__WHAT YOU SHOULD DO__:
Extend the forum thread about parents worrying over adult children, starting right after its last post.

__SELECTED TEXT__:
Occasionally you read a thread and you just know that the back story will be huge and very much put a different slant on things. This being one.

saraclara · Today 14:06

As a mum of a young adult woman finding her way, I feel so much of her worries and anxieties as if they are happening to me. It's weirdly worse than when she was a kid in terms of my worry for her.

That. Being a parent to young adults has been the hardest part of parenting, for me. I want to protect them, just as I wanted to protect them when they were toddlers. But I can't. They have their own life and independence, and watching them make mistakes, without me having the power to prevent those mistakes, is agonising at times.

As I said above, if either of my girls had been in an abusive relationship and kept going back, I'd have been in bits. Then a pregnancy with their abuser, and then expressing suicidal ideation? I really hope I'd be able to say the right thing, but the shock of being told about the suicidal thoughts would probably get in the way of a calm and considered reaction.

SecretSquid · Today 16:03

ginasevern · Today 11:56

Your mum's only human. She's helplessly watched as you've repeatedly gone back to this vile cunt for years and presumably bitten her tongue. And I expect she was sick to her stomach when she discovered you were pregnant by him. Saying you'd considered suicide tipped her over the edge. You say you've always been close and had a good relationship, so this was a knee jerk reaction born of extreme anxiety. We don't always say or do the right thing and few of us are natural born psychiatrists especially when it comes to our own children.

Edited

Except it hasn't been years. He started to behave like this when she got pregnant. She's still pregnant, so it's a few months.

Calliopespa · Today 16:10

Butterme · Today 11:12

I completely agree.

I told my mum to save us all time and kill herself instead of waiting for her abuser to do it.

It was probably the worst thing anyone could ever say to someone but she had been regularly physically abused and almost killed and still went back.

You can’t help but get frustrated when someone is telling you how awful someone is and then getting back with them.

__DATASET EXCERPT__:
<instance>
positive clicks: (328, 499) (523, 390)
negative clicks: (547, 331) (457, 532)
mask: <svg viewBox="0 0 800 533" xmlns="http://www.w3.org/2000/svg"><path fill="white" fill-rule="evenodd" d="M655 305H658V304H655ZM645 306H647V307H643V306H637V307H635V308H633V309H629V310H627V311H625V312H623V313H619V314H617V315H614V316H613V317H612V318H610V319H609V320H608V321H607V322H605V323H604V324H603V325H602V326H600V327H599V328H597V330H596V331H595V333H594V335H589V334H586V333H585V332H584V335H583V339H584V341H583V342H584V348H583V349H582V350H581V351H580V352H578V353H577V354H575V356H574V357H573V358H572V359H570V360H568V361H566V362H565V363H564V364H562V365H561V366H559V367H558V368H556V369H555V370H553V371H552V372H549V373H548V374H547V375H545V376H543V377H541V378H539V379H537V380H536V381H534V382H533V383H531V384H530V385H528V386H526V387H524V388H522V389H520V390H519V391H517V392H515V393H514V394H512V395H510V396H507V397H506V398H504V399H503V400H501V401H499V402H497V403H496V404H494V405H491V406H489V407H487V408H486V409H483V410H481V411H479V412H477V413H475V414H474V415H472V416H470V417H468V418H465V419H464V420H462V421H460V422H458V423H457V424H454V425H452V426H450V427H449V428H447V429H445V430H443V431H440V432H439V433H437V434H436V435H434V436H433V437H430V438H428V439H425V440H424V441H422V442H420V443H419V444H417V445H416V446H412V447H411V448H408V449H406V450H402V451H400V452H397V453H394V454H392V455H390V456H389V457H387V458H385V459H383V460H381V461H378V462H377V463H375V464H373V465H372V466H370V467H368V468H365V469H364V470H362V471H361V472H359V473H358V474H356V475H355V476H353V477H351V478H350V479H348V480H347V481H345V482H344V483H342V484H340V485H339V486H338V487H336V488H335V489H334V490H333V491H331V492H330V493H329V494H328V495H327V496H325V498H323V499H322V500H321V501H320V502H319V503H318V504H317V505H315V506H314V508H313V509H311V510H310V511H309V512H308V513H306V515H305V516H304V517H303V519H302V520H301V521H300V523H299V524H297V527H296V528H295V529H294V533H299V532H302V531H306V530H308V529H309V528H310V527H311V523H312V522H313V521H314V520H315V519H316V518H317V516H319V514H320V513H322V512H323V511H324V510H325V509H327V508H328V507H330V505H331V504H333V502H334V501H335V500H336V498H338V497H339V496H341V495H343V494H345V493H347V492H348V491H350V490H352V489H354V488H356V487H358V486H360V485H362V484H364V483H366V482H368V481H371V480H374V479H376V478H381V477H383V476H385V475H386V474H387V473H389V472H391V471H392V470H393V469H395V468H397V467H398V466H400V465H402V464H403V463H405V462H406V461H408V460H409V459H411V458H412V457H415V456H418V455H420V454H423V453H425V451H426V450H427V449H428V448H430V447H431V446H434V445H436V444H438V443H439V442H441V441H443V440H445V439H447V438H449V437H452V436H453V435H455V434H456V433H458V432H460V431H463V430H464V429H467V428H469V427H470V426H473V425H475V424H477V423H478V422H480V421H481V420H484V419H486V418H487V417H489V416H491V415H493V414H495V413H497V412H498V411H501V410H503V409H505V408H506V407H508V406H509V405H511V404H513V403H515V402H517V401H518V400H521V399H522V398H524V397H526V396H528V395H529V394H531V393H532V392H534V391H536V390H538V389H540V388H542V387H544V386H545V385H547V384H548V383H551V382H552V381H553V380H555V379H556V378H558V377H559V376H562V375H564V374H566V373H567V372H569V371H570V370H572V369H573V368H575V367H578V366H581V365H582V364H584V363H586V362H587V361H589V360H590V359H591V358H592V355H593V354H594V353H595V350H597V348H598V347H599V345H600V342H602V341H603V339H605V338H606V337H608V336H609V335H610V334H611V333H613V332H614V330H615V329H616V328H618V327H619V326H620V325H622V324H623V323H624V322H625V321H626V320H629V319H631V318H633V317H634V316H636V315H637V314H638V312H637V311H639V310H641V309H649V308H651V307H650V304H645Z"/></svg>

__RESPONSE AREA__:
In my situation we knew he’d end up killing her as he’d already tried (fortunately he ran off with someone else).

OP needs to stop expecting her mum to be perfect.
What she said was hurtful but she shouldn’t cut her off for it.
She needs her support now more than ever.

I agree.

It is normally the people who are emotionally uninvolved who manage to say exactly the right thing, simply because they stay cool, calm and collected - because they don't really care, or at least, not enough to get rattled.

I have a couple of people I know well who gravitate to these slick types, thinking they say the kindest things so must care the most, but from where I stand I can see they just don't have the involvement to bother risking saying the wrong thing. Some people struggle more than others to see through this.

Mere1 · Today 18:17

Poulaphooka · Today 06:37

Yes, this. It was an appalling, insensitive thing to say, but I think you need to cut her some slack — from experience, it’s very difficult to be around and support someone who keeps going back to an abusive partner.

I agree. Also, she was, maybe, trying to make you see that both you and your unborn child would have died had you committed suicide. Her intention to show you made the right decision?
I wish you all the best. The future can only improve without this man. Your mum might be needed.

SpryCat · Today 18:25

Is your mum the type that expects support with her mental health but never supports anyone when they need it? Does she hate not being centre of attention? Does she normally put you down?